### Your instructions
Pick out each line of the data below that contains the word "windshield", and copy those lines. Match case exactly.

----------

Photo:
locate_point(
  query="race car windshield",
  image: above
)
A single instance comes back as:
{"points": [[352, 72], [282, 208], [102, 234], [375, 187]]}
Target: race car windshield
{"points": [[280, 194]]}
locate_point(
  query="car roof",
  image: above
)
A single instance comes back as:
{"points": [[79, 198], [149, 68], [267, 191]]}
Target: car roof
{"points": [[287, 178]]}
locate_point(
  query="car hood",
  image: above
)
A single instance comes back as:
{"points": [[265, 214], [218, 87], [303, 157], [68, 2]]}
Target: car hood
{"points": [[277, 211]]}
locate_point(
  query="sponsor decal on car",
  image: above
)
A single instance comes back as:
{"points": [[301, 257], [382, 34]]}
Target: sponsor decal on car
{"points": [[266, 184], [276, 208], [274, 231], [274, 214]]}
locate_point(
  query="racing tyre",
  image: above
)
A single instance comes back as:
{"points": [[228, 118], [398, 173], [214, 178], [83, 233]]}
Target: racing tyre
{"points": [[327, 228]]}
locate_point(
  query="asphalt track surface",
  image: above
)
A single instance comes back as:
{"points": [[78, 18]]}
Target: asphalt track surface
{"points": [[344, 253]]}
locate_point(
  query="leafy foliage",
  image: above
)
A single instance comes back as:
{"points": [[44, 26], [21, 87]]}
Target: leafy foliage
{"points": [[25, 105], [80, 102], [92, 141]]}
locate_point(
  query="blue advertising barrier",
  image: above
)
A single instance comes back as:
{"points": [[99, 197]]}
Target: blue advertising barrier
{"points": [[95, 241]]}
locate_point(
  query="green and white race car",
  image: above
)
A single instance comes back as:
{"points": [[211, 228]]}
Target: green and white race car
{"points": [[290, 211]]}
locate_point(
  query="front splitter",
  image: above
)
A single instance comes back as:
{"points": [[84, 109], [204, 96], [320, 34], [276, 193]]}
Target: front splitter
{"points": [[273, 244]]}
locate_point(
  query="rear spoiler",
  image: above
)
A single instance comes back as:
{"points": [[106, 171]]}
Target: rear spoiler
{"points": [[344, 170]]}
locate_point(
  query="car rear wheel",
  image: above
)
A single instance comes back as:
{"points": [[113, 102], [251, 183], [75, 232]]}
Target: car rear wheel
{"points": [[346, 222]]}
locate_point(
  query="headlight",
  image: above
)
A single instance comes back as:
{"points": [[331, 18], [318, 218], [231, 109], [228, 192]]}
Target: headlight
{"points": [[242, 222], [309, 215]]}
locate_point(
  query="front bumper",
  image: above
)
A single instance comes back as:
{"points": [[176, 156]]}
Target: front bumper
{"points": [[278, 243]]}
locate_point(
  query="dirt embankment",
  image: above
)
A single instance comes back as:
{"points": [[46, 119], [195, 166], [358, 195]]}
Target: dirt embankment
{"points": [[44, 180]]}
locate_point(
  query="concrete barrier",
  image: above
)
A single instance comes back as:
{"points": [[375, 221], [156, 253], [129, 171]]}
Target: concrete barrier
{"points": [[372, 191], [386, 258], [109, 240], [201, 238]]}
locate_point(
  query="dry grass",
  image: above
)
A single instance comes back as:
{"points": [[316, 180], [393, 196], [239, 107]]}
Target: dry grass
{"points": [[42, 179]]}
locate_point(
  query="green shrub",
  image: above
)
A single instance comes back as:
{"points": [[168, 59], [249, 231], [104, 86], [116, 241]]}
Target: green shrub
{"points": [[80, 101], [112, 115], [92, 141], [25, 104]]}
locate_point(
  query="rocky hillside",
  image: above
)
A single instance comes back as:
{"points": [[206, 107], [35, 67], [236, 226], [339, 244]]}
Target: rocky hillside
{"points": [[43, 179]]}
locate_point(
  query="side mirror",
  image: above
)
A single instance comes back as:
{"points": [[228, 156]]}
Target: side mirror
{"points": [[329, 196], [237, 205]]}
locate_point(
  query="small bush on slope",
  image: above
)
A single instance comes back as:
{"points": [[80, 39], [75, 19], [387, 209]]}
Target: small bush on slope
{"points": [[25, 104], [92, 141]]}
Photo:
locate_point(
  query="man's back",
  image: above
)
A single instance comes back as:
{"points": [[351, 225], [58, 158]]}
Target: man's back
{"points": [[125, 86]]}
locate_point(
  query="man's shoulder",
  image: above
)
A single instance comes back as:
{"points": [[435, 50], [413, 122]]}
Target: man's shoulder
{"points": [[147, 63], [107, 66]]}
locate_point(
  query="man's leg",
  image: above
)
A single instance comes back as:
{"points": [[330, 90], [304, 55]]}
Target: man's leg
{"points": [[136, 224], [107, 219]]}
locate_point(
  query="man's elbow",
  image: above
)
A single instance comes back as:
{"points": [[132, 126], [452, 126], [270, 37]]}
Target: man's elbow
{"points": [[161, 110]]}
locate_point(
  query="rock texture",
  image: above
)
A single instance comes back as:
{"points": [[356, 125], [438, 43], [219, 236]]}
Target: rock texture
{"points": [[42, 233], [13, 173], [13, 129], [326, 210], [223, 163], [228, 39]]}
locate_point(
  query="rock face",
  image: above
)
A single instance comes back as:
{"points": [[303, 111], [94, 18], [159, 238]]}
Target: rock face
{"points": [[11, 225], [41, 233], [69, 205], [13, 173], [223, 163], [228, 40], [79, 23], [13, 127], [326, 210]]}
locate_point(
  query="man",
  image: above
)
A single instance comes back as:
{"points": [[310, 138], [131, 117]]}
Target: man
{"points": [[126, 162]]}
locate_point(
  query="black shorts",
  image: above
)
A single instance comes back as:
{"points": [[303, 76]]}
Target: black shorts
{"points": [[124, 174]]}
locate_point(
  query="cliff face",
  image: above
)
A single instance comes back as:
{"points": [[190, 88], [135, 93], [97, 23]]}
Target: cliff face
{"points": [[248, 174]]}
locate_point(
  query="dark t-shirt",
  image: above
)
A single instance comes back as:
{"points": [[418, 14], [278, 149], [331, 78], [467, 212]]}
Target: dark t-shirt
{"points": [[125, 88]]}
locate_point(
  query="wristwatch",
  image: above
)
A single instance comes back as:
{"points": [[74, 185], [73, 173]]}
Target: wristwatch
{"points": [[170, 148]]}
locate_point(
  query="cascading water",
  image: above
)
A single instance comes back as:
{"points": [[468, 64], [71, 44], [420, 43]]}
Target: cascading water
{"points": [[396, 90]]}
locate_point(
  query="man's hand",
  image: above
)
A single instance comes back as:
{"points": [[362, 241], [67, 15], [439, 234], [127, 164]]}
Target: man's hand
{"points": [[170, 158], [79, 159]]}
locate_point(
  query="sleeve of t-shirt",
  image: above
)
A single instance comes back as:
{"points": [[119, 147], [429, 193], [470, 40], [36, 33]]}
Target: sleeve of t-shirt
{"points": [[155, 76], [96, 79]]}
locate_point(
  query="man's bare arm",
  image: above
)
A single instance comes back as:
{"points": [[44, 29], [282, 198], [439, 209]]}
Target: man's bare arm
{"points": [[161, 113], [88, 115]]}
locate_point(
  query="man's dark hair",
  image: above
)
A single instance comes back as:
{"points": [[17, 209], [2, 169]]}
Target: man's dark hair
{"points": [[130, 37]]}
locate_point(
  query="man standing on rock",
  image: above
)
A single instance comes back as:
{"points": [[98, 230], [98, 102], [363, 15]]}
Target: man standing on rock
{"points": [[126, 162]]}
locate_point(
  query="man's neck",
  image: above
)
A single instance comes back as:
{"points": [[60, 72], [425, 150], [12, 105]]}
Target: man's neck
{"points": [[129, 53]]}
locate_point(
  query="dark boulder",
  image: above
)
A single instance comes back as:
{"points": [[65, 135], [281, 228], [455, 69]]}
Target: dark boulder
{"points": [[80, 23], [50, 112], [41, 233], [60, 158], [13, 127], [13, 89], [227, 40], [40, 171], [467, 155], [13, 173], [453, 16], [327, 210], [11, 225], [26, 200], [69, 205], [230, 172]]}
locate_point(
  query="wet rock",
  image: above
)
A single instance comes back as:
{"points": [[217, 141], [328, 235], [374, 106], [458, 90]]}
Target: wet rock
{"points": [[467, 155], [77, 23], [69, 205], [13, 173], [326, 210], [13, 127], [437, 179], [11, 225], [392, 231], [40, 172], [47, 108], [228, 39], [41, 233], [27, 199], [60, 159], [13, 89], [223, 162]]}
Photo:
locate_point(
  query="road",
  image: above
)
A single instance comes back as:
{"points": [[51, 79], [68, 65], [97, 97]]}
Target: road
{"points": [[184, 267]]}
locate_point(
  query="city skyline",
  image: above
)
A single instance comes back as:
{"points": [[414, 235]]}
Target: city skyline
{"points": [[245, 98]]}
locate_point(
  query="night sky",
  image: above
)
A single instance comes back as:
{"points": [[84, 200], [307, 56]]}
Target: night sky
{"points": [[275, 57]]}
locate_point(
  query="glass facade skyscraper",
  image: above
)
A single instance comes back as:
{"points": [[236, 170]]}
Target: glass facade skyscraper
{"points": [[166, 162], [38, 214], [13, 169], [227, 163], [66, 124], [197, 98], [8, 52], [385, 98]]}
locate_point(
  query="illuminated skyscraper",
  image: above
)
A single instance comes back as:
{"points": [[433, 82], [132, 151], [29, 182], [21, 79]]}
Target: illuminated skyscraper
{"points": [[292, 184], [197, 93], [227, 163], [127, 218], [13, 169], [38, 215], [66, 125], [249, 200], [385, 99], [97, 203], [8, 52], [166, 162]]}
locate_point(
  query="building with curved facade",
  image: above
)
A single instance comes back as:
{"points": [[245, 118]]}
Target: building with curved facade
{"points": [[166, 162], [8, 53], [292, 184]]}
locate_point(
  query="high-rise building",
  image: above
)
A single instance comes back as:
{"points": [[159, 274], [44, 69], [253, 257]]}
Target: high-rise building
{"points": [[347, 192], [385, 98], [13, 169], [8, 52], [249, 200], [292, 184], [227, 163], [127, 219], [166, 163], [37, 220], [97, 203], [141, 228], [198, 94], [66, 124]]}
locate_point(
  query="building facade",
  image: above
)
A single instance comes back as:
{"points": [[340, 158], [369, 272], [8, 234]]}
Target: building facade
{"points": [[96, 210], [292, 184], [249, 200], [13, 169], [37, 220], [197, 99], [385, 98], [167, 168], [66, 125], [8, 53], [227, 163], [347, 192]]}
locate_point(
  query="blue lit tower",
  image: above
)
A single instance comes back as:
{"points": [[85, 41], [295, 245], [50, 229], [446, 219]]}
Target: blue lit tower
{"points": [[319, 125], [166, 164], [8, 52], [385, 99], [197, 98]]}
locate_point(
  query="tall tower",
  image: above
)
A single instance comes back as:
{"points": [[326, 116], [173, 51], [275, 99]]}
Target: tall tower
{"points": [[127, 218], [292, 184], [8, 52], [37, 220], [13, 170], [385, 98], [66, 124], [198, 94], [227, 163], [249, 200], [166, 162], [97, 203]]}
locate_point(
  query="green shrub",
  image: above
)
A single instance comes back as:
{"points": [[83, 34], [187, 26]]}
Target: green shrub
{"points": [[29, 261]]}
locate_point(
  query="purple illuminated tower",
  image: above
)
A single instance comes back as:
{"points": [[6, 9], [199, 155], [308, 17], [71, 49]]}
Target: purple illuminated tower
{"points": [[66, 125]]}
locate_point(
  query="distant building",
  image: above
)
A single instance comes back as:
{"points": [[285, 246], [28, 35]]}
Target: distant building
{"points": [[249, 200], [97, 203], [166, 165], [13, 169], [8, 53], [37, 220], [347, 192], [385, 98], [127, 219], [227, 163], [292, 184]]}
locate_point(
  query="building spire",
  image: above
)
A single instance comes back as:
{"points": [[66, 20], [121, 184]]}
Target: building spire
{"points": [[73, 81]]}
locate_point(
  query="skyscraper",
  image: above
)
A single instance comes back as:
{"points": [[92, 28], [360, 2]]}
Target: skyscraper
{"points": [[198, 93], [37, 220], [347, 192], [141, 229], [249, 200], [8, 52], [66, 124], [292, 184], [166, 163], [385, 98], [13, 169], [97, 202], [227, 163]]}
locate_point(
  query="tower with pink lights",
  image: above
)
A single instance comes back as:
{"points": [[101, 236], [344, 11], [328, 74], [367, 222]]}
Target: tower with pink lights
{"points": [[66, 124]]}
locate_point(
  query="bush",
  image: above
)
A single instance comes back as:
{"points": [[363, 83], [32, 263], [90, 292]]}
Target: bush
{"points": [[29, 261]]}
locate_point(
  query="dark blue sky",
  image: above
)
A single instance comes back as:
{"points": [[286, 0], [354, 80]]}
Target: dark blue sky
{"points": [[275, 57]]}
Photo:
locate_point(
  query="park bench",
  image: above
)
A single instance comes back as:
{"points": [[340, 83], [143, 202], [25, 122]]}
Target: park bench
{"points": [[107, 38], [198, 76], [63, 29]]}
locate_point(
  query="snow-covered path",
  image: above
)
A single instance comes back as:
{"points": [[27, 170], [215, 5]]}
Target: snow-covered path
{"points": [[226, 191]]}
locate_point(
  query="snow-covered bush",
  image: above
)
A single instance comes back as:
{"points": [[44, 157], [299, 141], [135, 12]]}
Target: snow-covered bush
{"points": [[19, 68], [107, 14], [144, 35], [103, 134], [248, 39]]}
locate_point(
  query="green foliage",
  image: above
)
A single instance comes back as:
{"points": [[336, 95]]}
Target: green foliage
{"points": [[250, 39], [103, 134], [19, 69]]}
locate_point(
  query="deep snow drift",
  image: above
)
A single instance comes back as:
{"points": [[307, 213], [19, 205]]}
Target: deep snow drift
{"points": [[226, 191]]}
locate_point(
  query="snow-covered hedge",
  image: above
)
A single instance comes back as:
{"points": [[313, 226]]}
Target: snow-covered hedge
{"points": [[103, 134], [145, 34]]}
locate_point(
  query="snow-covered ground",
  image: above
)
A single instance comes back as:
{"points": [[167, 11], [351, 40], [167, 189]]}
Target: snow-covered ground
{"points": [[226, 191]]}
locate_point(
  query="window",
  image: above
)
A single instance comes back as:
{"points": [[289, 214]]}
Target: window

----------

### Response to the task
  query="race car windshield",
Target: race car windshield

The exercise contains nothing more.